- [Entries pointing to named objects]
>>>

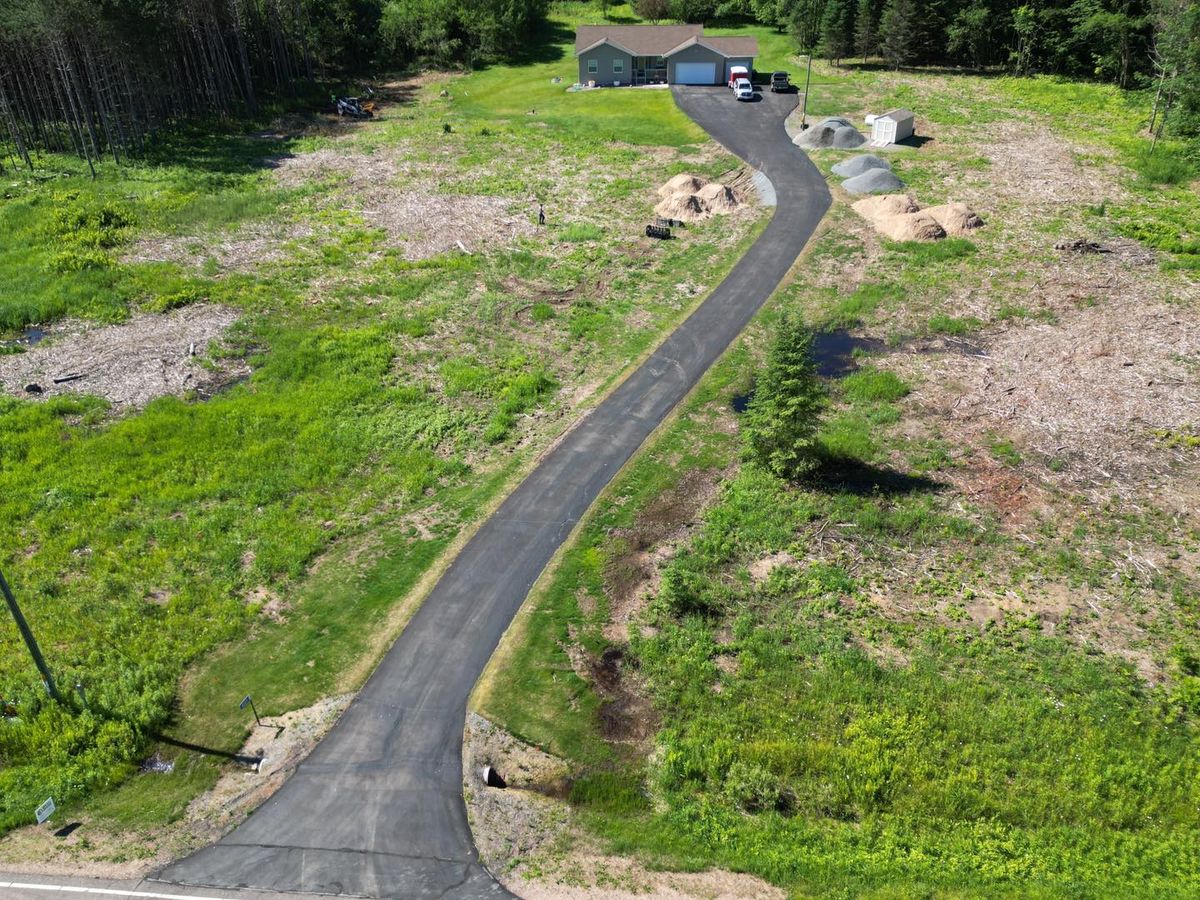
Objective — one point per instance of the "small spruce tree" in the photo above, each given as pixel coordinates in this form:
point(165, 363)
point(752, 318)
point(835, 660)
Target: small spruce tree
point(781, 423)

<<<

- [Problem details] Quote the text of the records above verbatim, leaving out the pictures.

- [Completed task]
Objective — one point per instance of the "small spruce tree" in the photo above, each given as pixel coordinates in this form:
point(165, 363)
point(752, 318)
point(835, 660)
Target: small spruce tree
point(781, 423)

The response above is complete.